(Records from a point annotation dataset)
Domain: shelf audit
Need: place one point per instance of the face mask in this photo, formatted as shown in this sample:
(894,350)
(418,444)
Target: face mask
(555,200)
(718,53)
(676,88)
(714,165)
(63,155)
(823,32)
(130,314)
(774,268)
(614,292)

▶ Exercise description: Extract every line of the data above that contains the string "face". Case counts.

▶ Exercise solution:
Need: place one point per instance of the face mask in this photo, formatted as shown in this sample:
Target: face mask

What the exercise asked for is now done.